Provided text:
---+---

This tutorial begins with the basic mask found here: https://costumecrazed.me/2020/03/20/diy-fabric-mask-cover-covid-19-ppe-helper/
(I’m going to apologize right now for some clunkiness in this post–I somehow lost the editor I was used to and this “upgrade” has all kinds of stuff hidden . . so I can’t find it, and it’s making life really, really difficult).
In the last tutorial we made the basic mask. Since then, a lot of specific mask patterns have been published and two of the desired features are 1) filter pocket and 2) metal nose piece. I have reservations about the filter, because any fabric mask is not going to fit well enough to have a tight seal and air will go in and out the sides. However, if we are going to think of the mask as protection for OTHER people, I guess it might help the spewing of small particles. I think the interest in DIY masks as protection for spreading disease while you are asymptomatic is going to increase.
This article has some interesting graphics on how a cough/sneeze spreads. https://medium.com/@Cancerwarrior/covid-19-why-we-should-all-wear-masks-there-is-new-scientific-rationale-280e08ceee71
This image, from the above article, shows how people can spew virus. While not as effective as an N95 or a surgical/medical mask, a cloth mask does show a reduction in the larger droplets expelled for both exhalation & inhalation, and if they can be kept out of the upper respiratory tract it **may** help slow transmission. Added to social isolation, even a 25% reduction in transmission (as suggested in the article) could help flatten the curve.
So . . on to the changes.
ADDING A FILTER POCKET:
This is pretty easy.
Make a pattern, about 4″ x 3″.
Press all the edges under 1/4″. Stitch along one long edge to make a narrow hem. Center the piece on the lining, shifted slightly toward to the top. Stitch the three sides to make a pocket.
Stitch the lining and outer right sides together, turn as done previously, and your pocket is in place.
That’s it. Your filter pocket is done. It should sit above the chin tuck.
Inside view of pocket, and with a filter* (I don’t know what the “best” filter is. I’ve seen people using cut up furnace filters, hepa vacuum bags, coffee filters, paper towels, etc. I saw one hospital was planning to use .3 micron filters, so this is a 1-3 micron filter paper I purchased from USA labs–which actually isn’t what I wanted, but it showed up in the google search and I wasn’t paying attention to the fine details. . . and when I ordered it, it was returnable, but now, as with so many Covid things, it isn’t. It would, however, serve as a stop for droplets and aeresolized “bits”, based on the above diagram, but not the tiniest of virus particles).

---+---

Given entries:
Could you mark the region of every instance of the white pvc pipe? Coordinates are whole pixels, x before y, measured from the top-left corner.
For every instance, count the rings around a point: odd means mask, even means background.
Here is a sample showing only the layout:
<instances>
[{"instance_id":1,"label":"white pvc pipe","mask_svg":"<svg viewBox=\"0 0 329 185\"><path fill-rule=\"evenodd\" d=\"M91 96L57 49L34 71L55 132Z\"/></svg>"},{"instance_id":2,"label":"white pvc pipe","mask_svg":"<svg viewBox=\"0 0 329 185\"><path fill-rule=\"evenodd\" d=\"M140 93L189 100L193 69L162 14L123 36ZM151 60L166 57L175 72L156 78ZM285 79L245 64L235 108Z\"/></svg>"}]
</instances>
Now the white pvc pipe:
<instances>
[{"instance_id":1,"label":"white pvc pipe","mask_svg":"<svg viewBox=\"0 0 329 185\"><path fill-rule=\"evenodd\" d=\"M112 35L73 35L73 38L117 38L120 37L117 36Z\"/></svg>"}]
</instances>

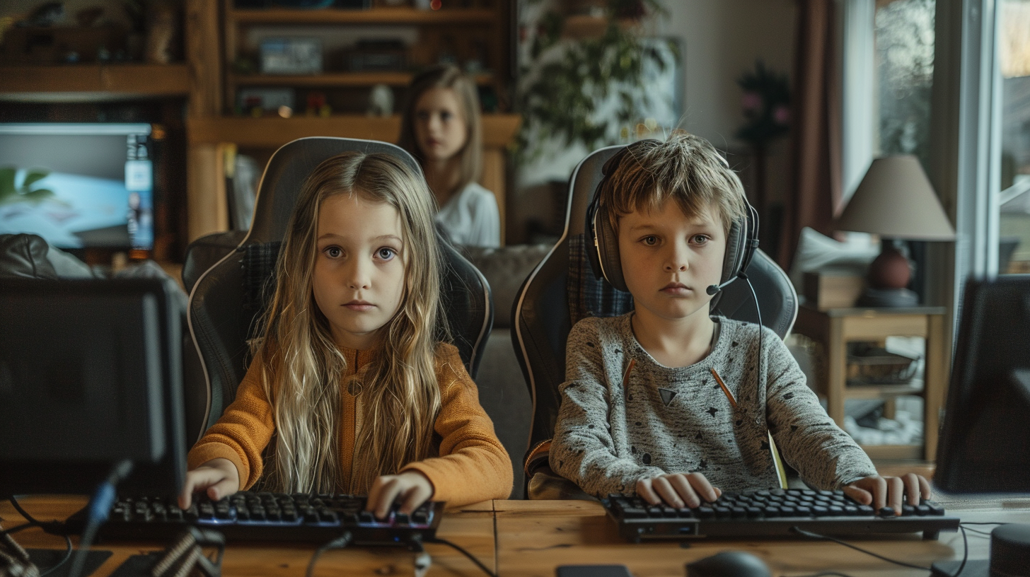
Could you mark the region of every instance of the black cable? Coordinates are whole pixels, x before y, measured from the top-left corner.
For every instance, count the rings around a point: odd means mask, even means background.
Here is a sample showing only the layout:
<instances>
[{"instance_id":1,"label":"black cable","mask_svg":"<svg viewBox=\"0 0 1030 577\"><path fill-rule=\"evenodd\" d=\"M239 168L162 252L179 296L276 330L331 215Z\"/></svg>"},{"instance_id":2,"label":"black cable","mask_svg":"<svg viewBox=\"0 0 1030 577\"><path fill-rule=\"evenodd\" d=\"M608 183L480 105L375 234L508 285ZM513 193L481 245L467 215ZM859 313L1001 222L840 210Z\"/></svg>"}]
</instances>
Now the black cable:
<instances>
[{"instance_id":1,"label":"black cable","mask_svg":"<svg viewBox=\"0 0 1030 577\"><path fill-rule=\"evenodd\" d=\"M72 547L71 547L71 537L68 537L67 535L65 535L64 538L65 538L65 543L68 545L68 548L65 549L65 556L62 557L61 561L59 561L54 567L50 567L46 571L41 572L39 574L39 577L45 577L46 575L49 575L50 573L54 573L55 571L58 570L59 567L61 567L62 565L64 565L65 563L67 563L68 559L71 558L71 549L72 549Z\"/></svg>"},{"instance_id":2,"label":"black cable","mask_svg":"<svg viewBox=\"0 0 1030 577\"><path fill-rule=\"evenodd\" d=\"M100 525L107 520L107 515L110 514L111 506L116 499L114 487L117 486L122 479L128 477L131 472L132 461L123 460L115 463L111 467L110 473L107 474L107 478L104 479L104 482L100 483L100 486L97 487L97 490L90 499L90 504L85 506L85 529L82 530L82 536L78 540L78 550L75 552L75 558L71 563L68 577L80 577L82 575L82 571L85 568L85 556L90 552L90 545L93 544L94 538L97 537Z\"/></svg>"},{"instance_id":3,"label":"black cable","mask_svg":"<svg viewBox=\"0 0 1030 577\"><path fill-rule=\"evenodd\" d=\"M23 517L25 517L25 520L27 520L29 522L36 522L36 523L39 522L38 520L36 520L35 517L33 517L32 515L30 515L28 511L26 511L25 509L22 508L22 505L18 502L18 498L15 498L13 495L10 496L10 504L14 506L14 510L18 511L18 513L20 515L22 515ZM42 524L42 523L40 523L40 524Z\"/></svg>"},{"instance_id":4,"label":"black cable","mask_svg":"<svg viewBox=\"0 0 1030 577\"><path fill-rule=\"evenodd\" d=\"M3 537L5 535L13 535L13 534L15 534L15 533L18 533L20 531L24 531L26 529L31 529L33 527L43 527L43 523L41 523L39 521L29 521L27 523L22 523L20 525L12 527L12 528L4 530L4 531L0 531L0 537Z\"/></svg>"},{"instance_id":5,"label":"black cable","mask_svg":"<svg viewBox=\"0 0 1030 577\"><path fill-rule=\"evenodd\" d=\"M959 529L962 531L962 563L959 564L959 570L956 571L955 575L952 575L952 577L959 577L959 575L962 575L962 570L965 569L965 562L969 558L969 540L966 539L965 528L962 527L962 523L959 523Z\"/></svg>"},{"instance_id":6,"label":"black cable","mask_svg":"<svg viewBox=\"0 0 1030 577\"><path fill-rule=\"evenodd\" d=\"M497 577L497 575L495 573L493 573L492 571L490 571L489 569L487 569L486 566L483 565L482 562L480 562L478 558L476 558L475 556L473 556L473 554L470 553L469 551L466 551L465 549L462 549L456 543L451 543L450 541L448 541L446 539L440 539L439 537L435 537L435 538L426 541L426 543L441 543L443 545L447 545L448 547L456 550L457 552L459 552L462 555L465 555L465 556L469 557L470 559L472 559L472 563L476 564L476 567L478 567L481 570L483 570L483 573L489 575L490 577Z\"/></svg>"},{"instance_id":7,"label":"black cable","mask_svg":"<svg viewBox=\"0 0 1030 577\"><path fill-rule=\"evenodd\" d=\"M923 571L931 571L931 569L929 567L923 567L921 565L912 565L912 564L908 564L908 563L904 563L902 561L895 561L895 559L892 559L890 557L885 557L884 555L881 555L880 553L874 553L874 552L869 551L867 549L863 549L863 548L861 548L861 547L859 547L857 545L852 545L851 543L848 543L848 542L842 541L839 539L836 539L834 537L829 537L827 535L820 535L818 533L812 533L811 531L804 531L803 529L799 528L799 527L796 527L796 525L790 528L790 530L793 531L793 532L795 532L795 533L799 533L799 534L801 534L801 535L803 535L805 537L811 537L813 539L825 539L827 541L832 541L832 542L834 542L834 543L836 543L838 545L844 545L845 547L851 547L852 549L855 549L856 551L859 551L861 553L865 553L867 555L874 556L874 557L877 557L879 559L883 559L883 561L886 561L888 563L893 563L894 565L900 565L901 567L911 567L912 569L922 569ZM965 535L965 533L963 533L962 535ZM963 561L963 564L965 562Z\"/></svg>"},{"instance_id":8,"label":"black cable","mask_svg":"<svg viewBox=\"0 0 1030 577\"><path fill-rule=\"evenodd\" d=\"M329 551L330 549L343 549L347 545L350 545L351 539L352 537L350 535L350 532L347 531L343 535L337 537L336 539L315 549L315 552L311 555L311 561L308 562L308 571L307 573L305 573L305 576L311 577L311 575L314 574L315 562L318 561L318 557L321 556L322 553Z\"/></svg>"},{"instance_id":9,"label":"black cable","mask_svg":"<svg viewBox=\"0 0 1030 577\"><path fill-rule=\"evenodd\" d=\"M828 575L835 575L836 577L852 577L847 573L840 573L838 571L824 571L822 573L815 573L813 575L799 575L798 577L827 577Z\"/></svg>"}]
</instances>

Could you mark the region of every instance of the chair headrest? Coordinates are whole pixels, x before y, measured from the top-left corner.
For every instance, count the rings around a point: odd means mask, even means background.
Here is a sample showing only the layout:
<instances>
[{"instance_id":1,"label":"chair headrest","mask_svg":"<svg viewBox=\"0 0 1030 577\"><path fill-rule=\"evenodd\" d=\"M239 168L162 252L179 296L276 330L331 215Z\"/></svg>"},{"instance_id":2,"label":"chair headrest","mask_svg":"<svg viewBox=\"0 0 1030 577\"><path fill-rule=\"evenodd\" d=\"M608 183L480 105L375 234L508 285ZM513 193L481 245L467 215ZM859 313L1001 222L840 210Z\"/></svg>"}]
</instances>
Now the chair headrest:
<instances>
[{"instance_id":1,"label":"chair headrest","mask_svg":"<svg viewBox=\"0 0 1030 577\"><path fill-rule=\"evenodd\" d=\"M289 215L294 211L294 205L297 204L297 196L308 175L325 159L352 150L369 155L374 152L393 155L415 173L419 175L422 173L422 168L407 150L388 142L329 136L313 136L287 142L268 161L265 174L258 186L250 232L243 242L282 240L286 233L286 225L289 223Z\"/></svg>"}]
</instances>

---+---

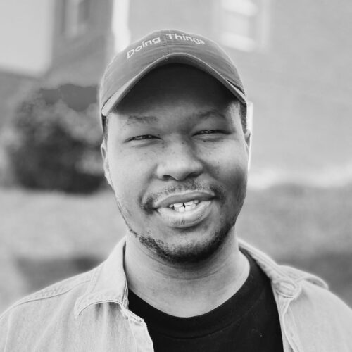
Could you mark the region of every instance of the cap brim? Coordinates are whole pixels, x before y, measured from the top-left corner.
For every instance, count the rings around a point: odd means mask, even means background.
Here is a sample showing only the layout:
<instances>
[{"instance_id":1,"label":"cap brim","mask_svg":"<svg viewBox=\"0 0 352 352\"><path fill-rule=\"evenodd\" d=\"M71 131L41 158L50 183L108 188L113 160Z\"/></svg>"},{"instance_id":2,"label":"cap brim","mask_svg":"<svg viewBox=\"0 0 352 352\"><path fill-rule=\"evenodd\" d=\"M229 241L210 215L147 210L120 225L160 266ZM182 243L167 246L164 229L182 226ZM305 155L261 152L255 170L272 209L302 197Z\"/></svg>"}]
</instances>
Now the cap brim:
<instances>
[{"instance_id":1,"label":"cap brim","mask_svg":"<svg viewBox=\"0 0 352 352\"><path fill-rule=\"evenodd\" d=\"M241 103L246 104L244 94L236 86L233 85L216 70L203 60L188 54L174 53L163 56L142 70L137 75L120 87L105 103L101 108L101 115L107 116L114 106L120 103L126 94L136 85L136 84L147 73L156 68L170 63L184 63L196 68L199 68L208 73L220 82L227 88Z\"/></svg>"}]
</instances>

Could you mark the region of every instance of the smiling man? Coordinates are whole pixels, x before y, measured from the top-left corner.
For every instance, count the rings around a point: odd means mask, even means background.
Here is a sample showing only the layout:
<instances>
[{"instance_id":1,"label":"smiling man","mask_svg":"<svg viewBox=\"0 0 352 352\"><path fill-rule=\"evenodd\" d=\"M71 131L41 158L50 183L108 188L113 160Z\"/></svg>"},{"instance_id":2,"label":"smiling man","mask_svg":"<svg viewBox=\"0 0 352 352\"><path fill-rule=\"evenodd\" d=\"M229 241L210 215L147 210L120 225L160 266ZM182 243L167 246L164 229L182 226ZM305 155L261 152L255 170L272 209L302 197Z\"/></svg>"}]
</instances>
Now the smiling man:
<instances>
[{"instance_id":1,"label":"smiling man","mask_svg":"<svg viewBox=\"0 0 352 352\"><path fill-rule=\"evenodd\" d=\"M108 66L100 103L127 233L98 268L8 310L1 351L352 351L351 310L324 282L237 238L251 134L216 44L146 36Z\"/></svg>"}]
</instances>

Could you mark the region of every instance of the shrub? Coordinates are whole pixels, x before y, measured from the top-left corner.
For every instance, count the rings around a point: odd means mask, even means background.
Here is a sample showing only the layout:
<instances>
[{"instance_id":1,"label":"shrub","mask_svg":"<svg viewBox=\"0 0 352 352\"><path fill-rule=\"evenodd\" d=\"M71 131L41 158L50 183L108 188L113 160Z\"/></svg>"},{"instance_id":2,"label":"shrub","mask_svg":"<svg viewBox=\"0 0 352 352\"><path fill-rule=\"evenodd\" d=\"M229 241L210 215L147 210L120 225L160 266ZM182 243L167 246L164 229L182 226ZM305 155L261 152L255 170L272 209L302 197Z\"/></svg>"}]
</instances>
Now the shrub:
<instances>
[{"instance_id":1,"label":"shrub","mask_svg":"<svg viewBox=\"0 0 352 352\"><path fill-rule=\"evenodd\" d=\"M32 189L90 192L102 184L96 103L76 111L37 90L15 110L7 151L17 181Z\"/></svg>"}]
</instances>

---+---

Tasks to carry out:
1 - In the fabric mask tutorial, what size should the filter pocket pattern be?
2 - Print the fabric mask tutorial between "Stitch the lining" and "the chin tuck.", inclusive.
3 - Proceed with the fabric mask tutorial from where it stops.

Per-task outputs:
1 - About 4″ x 3″.

2 -
Stitch the lining and outer right sides together, turn as done previously, and your pocket is in place.
That’s it. Your filter pocket is done. It should sit above the chin tuck.

3 -
If this filter pocket does not work for your chosen filter–just alter the size, You want it to sit above your chin and so it covers your mouth. This filter pocket doesn’t really cover your nose. If you want a filter that covers your nose, I’d suggest looking for a different pattern.
ADDING A NOSE PIECE:
Basically the nose piece is a bit of flexible wire that sits over the bridge of the nose so that the mask holds it’s shape. Suggestions I have seen include several loops of florist wire and plastic covered twist ties. I tried using twist ties and I wasn’t impressed. However, a quick google search and I found mask nose pieces on ebay. Interestingly, you can also buy the soft elastic ear pieces, unwoven mask lining fabric, and both sew in and adhesive backed nose pieces, among other things (watch shipping–this particular vendor has US based shipping).
You can add the metal piece inside the mask or outside. I’ll show both ways.
Stitch the mask together and turn (as described in part one). When you are ready to top stitch the top edge, stitch up to the flat nose part, then insert the metal piece of your choice, carefully stitch underneath it, and then resume top-stitching.
Next we’ll make some pleats on the side of the metal piece. Measure 2″ down from the metal piece, make a pleat facing AWAY from the nose. Stitch in place.
How it looks:
Make the mask as originally described in Part 1, except run a row of top-stitching along the upper edge of the mask (which you might chose to do for the original mask any way). Make the nose pleats as described.
Take your metal nose piece (or DIY substitute) and wrap it in some double fold bias tape. Cut the piece about 1/4″ longer than the nose piece on either end. You will use this to anchor the nose piece to the mask.
Center the covered nose piece on the back of the mask. Using a small zig-zag, make a bar tack in the bias tape in the end **avoid hitting the bar with your needle**. Widen the zig-zag so that it will bridge the bar, and stitch the bar to the mask. One of my sewing machines happily stitched through all the layers, the other was was more persnickety, so I had to skip over the nose pleats. However, it stays in place nicely either way. Repeat the bar tack at the end of the nose piece.